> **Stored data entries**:
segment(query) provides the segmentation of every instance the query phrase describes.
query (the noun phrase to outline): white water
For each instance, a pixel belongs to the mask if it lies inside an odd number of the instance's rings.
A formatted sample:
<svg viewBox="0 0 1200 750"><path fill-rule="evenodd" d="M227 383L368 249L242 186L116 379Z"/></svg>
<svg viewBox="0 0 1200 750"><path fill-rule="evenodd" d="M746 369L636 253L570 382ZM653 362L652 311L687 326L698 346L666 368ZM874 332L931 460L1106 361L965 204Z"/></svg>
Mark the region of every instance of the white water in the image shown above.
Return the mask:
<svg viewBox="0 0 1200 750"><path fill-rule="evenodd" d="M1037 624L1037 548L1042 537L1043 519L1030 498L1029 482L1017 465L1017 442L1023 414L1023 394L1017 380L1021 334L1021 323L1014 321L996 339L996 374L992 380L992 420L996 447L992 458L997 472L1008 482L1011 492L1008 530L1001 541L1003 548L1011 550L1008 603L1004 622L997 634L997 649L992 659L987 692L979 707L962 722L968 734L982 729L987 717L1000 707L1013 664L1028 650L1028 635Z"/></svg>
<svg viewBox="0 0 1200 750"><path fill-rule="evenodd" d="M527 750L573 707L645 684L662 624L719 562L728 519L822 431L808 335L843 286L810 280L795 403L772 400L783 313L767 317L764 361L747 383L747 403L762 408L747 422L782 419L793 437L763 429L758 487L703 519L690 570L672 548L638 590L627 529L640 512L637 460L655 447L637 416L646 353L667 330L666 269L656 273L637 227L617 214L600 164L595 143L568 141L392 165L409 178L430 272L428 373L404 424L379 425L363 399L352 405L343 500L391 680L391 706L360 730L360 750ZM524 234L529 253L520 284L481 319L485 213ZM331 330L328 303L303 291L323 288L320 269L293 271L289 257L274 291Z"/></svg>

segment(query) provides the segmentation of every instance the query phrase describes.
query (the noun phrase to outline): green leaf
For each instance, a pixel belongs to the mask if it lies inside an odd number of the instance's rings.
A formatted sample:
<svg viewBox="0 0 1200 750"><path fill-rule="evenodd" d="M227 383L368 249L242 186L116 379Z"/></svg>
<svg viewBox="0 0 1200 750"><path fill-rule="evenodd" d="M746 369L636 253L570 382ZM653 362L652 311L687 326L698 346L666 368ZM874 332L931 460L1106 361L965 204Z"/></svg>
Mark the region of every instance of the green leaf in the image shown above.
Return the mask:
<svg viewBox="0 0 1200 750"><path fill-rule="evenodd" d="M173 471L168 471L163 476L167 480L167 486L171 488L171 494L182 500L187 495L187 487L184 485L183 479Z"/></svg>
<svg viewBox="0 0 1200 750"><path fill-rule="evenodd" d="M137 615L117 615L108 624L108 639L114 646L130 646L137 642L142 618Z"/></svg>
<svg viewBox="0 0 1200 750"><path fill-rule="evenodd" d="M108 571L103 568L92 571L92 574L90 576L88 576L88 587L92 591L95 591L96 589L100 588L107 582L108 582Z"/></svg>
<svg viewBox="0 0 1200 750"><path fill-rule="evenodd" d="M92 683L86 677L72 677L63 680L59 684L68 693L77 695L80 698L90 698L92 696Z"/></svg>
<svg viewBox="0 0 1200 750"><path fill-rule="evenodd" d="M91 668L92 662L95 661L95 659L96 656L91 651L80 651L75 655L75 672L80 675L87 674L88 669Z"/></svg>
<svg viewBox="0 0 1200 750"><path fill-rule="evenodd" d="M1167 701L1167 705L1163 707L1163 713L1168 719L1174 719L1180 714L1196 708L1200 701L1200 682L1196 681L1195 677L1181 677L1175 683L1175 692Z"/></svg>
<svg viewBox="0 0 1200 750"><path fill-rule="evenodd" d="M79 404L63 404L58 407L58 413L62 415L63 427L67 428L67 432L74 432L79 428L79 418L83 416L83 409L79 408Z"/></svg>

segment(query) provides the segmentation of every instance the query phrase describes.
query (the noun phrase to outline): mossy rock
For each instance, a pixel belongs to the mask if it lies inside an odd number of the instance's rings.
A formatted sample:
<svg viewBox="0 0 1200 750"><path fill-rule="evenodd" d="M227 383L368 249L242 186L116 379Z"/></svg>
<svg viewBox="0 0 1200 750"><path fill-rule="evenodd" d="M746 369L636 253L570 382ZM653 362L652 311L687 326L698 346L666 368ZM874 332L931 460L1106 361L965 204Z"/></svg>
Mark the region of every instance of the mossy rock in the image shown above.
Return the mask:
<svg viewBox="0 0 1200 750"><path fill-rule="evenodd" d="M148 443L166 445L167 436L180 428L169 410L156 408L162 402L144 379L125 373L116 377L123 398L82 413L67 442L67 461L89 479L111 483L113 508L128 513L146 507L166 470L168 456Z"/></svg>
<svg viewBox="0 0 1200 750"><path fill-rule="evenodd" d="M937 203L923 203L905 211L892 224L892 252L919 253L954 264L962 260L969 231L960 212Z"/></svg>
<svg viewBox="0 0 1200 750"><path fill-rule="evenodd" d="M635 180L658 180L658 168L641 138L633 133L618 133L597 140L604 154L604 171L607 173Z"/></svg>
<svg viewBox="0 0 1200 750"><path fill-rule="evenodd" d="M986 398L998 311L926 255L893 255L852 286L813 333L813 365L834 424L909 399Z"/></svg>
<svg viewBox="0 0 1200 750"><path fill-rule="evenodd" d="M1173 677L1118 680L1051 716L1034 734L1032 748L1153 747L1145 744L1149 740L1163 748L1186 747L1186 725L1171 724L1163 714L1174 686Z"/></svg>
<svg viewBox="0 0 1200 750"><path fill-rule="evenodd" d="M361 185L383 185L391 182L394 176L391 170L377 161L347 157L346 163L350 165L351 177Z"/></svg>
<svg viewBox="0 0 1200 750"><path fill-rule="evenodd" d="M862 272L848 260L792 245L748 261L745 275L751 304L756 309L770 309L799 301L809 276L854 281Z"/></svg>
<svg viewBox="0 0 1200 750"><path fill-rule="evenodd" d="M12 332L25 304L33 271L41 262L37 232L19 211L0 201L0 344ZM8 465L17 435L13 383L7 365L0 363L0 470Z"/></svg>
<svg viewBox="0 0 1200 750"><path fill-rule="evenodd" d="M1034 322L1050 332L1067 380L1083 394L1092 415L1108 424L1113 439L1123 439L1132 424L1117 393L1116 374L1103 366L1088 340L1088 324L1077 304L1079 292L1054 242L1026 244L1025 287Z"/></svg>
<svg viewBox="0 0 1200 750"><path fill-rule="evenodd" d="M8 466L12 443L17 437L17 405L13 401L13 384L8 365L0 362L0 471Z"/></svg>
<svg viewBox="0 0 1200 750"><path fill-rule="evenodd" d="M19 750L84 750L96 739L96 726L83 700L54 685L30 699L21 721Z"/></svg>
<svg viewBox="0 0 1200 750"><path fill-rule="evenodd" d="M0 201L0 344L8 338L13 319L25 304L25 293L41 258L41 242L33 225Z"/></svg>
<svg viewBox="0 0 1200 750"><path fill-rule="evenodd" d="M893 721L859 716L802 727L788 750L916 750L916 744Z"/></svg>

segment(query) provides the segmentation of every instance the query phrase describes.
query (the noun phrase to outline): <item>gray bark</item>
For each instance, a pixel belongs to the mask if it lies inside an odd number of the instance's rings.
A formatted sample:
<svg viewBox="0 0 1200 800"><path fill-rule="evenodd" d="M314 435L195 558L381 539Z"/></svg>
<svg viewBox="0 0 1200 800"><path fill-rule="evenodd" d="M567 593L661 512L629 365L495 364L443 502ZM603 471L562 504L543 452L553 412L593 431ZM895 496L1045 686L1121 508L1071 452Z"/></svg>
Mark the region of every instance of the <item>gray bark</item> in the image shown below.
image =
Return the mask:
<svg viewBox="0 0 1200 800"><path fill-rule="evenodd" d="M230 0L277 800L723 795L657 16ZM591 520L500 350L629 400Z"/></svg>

> **EXERCISE BRIEF**: Copying word for word, give each line of the data above from the first one through the line containing "Mark the region of every instance of the white", and nothing else.

> **WRITTEN ANSWER**:
segment(query) provides the segmentation of every instance the query phrase describes.
query (the noun phrase to outline): white water
For each instance, a pixel belongs to the mask if it lies inside an odd number of the instance's rings.
A formatted sample:
<svg viewBox="0 0 1200 750"><path fill-rule="evenodd" d="M227 383L368 249L242 186L116 379Z"/></svg>
<svg viewBox="0 0 1200 750"><path fill-rule="evenodd" d="M746 369L636 253L570 382ZM653 362L652 311L687 326L698 346L666 368ZM874 332L931 460L1106 361L965 204Z"/></svg>
Mark the region of every instance of the white water in the image shown above.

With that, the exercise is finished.